» REQUEST 1
Count the lines in the rows below that contain the string "jacket", treating case as significant, and give only the number.

» DOCUMENT TEXT
In 2005, Cablevision considered spinning off Rainbow Media as a publicly traded company, and making their core cable business private, but withdrew the plan. In 2006, a new plan emerged to privatize all of Cablevision, including Rainbow Media. In January 2007, with no word on if the privatization would go through, Liberty Media expressed interest in acquiring Rainbow Media from Cablevision.
In June 2008, Rainbow acquired the Sundance Channel from NBCUniversal, CBS, and Robert Redford. Rainbow Media also owned Wedding Central which was shut down the same day AMC Global Media (then known as AMC Networks) went public.

=== AMC Networks (2011–2026) ===

Initial logo used from its founding until January 2021.

====2011–2020====
On March 10, 2011, Rainbow Media's parent company, Cablevision, as approved by its board on December 16, 2010, announced that it would be spinning off all of Rainbow Media's assets into a new publicly traded company now known as AMC Networks, which would replace and become the successor to Rainbow Media later in 2011, and, as said in 2005, making their core cable business private. Rainbow Media's former President Josh Sapan initially served the president and chief executive of the newly established AMC Networks which went public on July 1, 2011.

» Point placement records
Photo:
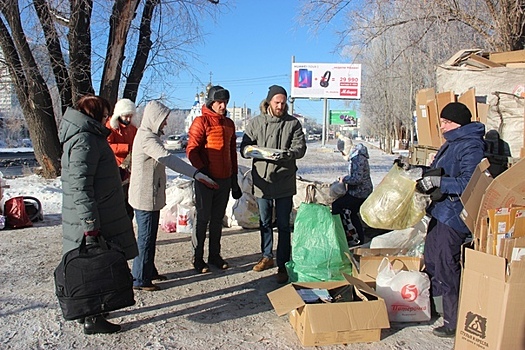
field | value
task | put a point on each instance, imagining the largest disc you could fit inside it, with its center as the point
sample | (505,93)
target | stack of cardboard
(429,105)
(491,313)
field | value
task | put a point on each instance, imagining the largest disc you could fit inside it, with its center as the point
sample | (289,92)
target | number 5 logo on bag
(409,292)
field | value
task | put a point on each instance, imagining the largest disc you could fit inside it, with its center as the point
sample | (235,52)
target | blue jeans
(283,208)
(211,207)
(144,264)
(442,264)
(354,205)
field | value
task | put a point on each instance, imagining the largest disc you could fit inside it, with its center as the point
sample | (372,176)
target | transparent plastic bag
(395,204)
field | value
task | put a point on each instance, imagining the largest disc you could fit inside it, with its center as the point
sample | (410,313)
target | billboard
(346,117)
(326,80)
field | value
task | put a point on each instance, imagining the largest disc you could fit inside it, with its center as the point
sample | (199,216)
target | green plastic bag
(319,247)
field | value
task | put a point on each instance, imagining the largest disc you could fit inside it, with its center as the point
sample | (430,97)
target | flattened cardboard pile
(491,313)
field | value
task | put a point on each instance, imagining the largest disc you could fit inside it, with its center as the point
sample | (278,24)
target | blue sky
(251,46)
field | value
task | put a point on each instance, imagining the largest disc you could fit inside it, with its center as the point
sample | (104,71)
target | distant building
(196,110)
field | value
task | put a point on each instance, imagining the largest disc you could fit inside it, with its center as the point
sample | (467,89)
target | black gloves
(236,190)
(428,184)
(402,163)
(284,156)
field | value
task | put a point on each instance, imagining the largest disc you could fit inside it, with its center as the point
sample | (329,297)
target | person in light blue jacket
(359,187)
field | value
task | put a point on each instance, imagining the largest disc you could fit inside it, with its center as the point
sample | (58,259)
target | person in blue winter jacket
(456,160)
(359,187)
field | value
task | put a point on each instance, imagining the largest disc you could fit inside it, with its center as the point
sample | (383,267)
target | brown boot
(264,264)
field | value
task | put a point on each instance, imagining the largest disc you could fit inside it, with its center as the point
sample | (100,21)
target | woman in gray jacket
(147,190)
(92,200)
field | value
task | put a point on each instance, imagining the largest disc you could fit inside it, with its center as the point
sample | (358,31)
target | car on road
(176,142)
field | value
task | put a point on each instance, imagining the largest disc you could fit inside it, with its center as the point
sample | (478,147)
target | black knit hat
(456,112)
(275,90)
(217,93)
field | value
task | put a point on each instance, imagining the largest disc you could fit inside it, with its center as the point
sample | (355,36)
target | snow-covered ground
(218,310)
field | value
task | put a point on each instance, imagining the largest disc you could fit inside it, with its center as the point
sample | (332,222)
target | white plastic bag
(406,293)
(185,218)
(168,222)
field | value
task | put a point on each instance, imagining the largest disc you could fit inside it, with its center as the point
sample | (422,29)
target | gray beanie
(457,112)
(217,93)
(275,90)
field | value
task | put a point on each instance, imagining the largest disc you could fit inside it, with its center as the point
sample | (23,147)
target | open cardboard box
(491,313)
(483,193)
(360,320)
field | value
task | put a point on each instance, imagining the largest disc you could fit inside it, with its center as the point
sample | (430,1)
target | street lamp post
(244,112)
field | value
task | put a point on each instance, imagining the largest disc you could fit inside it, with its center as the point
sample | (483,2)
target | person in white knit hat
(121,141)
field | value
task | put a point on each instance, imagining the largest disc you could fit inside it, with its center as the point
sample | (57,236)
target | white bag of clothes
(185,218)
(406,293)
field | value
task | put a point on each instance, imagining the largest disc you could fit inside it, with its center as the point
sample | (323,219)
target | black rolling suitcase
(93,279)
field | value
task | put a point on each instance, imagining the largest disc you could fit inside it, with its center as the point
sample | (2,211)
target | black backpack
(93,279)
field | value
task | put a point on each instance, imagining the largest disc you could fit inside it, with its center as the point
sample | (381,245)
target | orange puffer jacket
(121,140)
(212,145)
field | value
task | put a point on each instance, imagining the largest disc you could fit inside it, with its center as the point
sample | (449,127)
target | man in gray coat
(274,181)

» REQUEST 2
According to the text on AMC Networks' history, on what date did AMC Networks go public?

» EXPECTED ANSWER 1
4

» EXPECTED ANSWER 2
July 1, 2011